━━ SUPPLIED INFORMATION
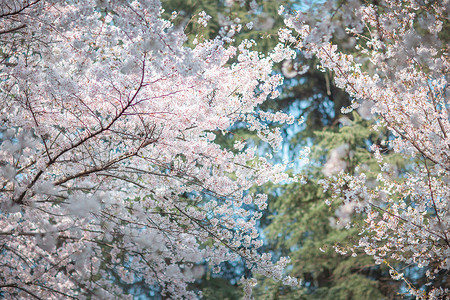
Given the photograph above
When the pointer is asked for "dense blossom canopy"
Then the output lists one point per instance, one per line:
(109, 168)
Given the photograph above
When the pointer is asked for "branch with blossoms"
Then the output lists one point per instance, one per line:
(401, 72)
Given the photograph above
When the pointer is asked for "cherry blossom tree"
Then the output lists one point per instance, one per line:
(399, 73)
(107, 157)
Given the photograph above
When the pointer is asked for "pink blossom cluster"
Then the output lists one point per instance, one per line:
(108, 166)
(400, 67)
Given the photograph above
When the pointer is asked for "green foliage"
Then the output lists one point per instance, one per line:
(300, 227)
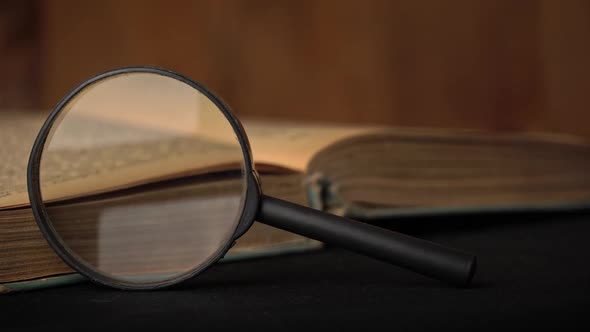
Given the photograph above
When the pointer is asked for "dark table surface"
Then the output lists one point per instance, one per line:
(533, 274)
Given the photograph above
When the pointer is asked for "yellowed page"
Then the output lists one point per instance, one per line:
(292, 144)
(288, 145)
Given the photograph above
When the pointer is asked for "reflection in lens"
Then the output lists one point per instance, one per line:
(142, 177)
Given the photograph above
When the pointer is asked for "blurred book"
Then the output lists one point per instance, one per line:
(360, 172)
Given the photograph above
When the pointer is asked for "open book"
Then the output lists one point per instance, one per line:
(361, 172)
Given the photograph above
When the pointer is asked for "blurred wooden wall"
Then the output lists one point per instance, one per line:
(496, 64)
(19, 54)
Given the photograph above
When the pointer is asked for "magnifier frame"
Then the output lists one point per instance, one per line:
(424, 257)
(251, 200)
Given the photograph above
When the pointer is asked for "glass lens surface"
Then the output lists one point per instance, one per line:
(142, 177)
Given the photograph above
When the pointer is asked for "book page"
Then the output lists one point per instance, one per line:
(292, 144)
(128, 157)
(141, 158)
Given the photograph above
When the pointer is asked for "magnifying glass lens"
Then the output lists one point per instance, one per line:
(142, 178)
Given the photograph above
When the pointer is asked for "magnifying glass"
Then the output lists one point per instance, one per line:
(141, 178)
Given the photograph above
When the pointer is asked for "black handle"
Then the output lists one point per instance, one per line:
(418, 255)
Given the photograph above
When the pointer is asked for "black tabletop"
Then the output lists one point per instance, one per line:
(533, 274)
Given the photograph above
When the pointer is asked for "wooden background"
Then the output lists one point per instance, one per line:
(497, 64)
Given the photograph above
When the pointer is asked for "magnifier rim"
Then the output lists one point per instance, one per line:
(251, 200)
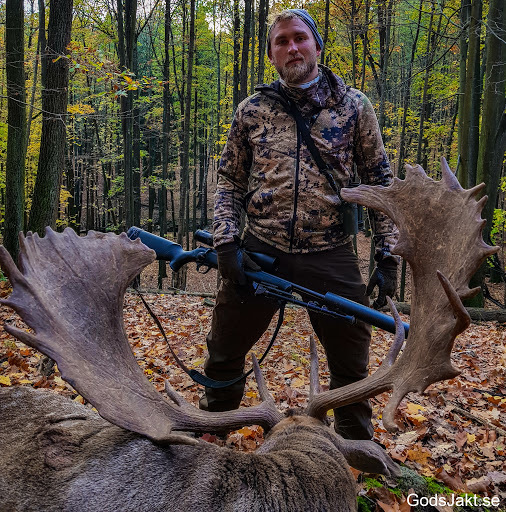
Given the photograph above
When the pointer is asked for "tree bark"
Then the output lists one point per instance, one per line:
(243, 91)
(469, 135)
(46, 194)
(492, 140)
(16, 120)
(179, 278)
(263, 12)
(237, 47)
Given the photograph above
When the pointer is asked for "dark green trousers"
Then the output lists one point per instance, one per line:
(240, 318)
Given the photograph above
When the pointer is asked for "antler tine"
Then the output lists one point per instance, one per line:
(314, 380)
(320, 403)
(451, 232)
(79, 325)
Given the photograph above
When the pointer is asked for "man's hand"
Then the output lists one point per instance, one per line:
(385, 277)
(232, 261)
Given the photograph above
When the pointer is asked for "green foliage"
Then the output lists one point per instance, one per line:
(365, 504)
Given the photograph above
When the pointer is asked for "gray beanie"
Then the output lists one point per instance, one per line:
(308, 20)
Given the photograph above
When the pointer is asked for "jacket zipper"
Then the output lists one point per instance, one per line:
(296, 193)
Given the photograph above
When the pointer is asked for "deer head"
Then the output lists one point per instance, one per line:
(79, 324)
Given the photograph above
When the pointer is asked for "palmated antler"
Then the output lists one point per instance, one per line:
(440, 235)
(70, 291)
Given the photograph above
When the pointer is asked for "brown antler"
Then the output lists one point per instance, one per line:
(440, 235)
(70, 291)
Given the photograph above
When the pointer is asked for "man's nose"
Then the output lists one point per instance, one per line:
(292, 48)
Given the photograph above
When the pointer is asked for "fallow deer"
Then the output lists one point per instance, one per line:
(58, 455)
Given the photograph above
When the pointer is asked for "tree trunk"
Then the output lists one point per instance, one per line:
(179, 278)
(126, 17)
(16, 121)
(243, 92)
(326, 30)
(46, 194)
(263, 12)
(492, 138)
(469, 135)
(237, 47)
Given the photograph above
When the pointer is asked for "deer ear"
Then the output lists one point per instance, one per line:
(368, 457)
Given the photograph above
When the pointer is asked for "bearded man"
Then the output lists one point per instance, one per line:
(293, 212)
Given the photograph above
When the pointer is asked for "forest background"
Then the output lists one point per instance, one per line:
(114, 113)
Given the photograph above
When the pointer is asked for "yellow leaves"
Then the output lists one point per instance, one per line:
(4, 380)
(413, 413)
(81, 109)
(414, 408)
(418, 454)
(298, 383)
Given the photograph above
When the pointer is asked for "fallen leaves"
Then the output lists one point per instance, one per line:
(451, 433)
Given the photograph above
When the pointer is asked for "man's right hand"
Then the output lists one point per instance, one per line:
(232, 261)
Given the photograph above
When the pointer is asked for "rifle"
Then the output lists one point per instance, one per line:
(265, 283)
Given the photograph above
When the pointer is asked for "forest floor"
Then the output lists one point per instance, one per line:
(455, 433)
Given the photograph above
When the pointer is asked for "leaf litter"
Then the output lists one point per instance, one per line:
(455, 432)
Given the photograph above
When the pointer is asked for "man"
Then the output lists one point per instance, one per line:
(293, 212)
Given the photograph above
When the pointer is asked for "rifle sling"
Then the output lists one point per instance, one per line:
(303, 129)
(199, 377)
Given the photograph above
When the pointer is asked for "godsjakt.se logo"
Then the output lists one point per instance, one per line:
(452, 500)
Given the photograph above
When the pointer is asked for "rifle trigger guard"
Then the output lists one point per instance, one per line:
(200, 261)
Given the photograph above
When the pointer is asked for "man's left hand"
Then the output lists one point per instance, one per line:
(385, 278)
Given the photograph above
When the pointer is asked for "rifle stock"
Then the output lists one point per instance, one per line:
(270, 284)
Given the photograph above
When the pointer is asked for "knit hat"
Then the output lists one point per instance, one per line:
(308, 20)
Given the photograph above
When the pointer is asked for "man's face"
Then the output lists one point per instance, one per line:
(294, 51)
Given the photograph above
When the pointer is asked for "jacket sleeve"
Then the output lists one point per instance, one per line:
(374, 169)
(233, 177)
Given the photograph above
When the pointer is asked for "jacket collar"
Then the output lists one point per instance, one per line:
(332, 89)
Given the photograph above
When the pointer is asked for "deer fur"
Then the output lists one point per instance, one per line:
(59, 456)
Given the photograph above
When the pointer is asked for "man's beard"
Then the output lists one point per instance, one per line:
(297, 73)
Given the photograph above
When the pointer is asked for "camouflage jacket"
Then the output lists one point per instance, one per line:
(267, 170)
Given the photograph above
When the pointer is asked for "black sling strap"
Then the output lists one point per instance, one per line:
(303, 129)
(199, 377)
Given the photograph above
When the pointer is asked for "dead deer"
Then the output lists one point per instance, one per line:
━━━━
Reproduce the material in its entirety and word for word, without the pictures.

Given the photograph above
When the pointer is asked for "dense blossom canopy"
Then the output lists one point per instance, one per line:
(109, 168)
Given the photograph above
When the pointer is asked for "branch with blossoms"
Then the output lists one point per instance, one per line:
(401, 72)
Given the photograph above
When the pointer is asked for "cherry blossom tree"
Then the output lists one point per instance, one per line:
(399, 73)
(107, 157)
Given the photograph above
When the pointer is asked for "pink blossom cluster"
Then the output lists one point per instance, one per line:
(108, 166)
(400, 67)
Given the photograph above
When the pointer is asked for "green foliage"
Then the output lists one point per instance, one per line:
(300, 227)
Given the photograph above
When the pointer is asked for "dark table surface"
Then the output lists one point per instance, one per line:
(533, 274)
Given the photograph above
When the pointer is asked for "yellowed page"
Then the output lists one point per instance, one per line:
(292, 144)
(288, 145)
Given the photograph above
When the pointer is asked for "reflection in lens"
Then the output lists one point per instance, one per line:
(142, 177)
Given the photograph above
When the pointer is asked for "blurred book"
Then the output lists one point per instance, one per line:
(360, 172)
Given the photograph above
When the pointer is asked for "open book"
Then the output lists one point per instance, one per line:
(361, 172)
Given the photograph above
When the pointer is asked for "blurred wooden wall"
Then the output lists one point per instance, one per line:
(496, 64)
(19, 54)
Given the photograph above
When the pointer is asked for "magnifier frame"
Then the output lists one point per instance, one per line:
(424, 257)
(251, 200)
Given the photograph above
When the pointer is asked for "glass lens surface"
Then the output lists one point per instance, one per line:
(142, 177)
Given the photograph above
When the pointer is asked for "book page"
Then the output lists one point per instance, one per line:
(292, 144)
(128, 157)
(141, 158)
Given the photograph above
When the pointer is asked for "magnifying glass lens"
Then the output lists one point per instance, one per line:
(142, 178)
Given the photograph above
When the pointer is asked for "magnifying glass"
Then the output lists one point per instance, one per line:
(141, 178)
Given the photograph above
When the pointer is asked for "black handle"
Then the output lists one point per instance, one per line:
(418, 255)
Given the photograph above
When the pointer is asked for "black tabletop"
Then the output lists one point per instance, one per line:
(533, 274)
Given the photograph above
When the pointer is asked for "wooden background"
Then the output lists one point per instance, one per line:
(497, 64)
Given the photograph above
When the pointer is asked for "magnifier rim"
Then the output lists one point per instance, one per line:
(251, 200)
Given the photograph above
When the pointer is asked for "tree bark"
Then the output lists one point per instance, one per line:
(243, 91)
(469, 135)
(46, 194)
(492, 140)
(16, 120)
(179, 278)
(263, 12)
(237, 47)
Given the photograph above
When the pointer is asked for "dark green trousers"
Then the output lists one point per instance, one per line:
(240, 318)
Given the photograph above
When the pointer is asked for "antler tine"
Then the output lists one point per instance, one per line:
(314, 380)
(320, 403)
(451, 232)
(79, 325)
Given the photograph above
When the pointer is asked for "man's hand"
Then the output lists one point per instance, one per line:
(385, 277)
(232, 261)
Given the photograph above
When the pointer is asked for "green foliage"
Then the output lists one point per instance, one per line:
(365, 504)
Given the photograph above
When the pointer is asked for "gray beanie"
Then the output lists one point per instance, one per line:
(308, 20)
Given the photograph above
When the pointer is asked for "jacket zipper"
Then the output lists one point per instance, one per line:
(296, 193)
Given the photograph above
When the pointer is asked for "deer head"
Then the output lists one point per instance, one per line:
(79, 324)
Given the photograph above
When the pointer is asked for "palmated antler"
Then the output lists one point per instance, one per line:
(440, 235)
(70, 291)
Given the photograph above
When the pointer is asked for "brown antler"
Then the output lists one point per instance, one per line:
(440, 235)
(70, 291)
Given the photograph above
When the pointer is asked for "man's nose"
Then the output lists one point per instance, one per line:
(292, 48)
Given the photograph above
When the pointer is asked for "fallow deer"
Then the output lists one point per instance, one per line:
(58, 455)
Given the photograph above
When the pointer is asked for "tree trunk"
Then the output lists one point per instance, one per line:
(179, 278)
(126, 17)
(16, 121)
(243, 92)
(326, 30)
(46, 194)
(263, 12)
(492, 138)
(469, 135)
(237, 47)
Given the photograph above
When the pointer is asked for "deer ear"
Then the output lists one point per instance, one per line:
(368, 457)
Given the photograph above
When the pointer is asked for "bearded man"
Then the output lists one point per instance, one per line:
(293, 212)
Given the photograph above
When the pointer is asked for "forest background"
Then the output lists one point per instance, one per line:
(114, 113)
Given the photograph above
When the pointer is asked for "yellow leaves"
Then the output lists one point per instance, one per line:
(4, 380)
(413, 413)
(81, 109)
(414, 408)
(418, 454)
(298, 383)
Given the photograph above
When the pointer is asked for "fallen leaves"
Then the output lists one point per instance, one per line:
(451, 433)
Given the photograph above
When the pointer is asked for "man's right hand"
Then the output lists one point per instance, one per line:
(232, 261)
Given the photograph above
When the pointer is asked for "rifle"
Then the output lists one point per instance, one per line:
(265, 283)
Given the photograph above
When the pointer is asked for "forest floor"
Then the output lists one point per instance, one per line:
(455, 433)
Given the photograph above
When the pointer is asked for "leaf litter"
Then the output lists one point per instance, one per line:
(455, 432)
Given the photograph above
When the pointer is asked for "man"
Then the output lists one point per instance, one per line:
(293, 212)
Given the photograph above
When the pointer is asked for "rifle sling"
Then the output lists one point per instance, one per line:
(303, 129)
(199, 377)
Given the photograph above
When the pointer is asked for "godsjakt.se logo"
Then the output lists one point per instance, one per line:
(452, 500)
Given the photograph above
When the pointer is asked for "rifle trigger guard"
Then the output lists one point per instance, one per line:
(200, 261)
Given the photograph above
When the pointer is asked for "man's left hand"
Then the output lists one point per instance, one per line:
(385, 278)
Given the photograph above
When the pointer is asked for "rifle stock"
Then the output lists one point per instance, one per line:
(270, 284)
Given the photograph above
When the pointer is asked for "knit hat"
Then the output lists one point per instance, one per line:
(308, 20)
Given the photograph above
When the pointer is asked for "man's face"
Then the output lists one point per instance, one per line:
(294, 51)
Given the photograph above
When the pointer is asked for "jacket sleeve"
Then the output lists one point per instance, one per line:
(374, 169)
(233, 177)
Given the photograph above
When the pointer is asked for "jacket collar"
Then the output lists one point per instance, one per line:
(332, 89)
Given the photograph above
When the pointer is asked for "deer fur"
Then the output lists one point per instance, one per line:
(59, 456)
Given the photograph above
When the pointer is asked for "man's beard"
Then the output lists one point per instance, one per line:
(297, 73)
Given the photograph above
When the pointer is asked for "camouflage jacket"
Then the output lists one point per instance, one per line:
(267, 170)
Given the photograph above
When the pointer is asked for "black sling strap"
Then the output lists one point per instance, one per line:
(303, 129)
(199, 377)
Given the photograph above
When the pointer is asked for "dead deer"
Then the output lists one point per instance, one per line:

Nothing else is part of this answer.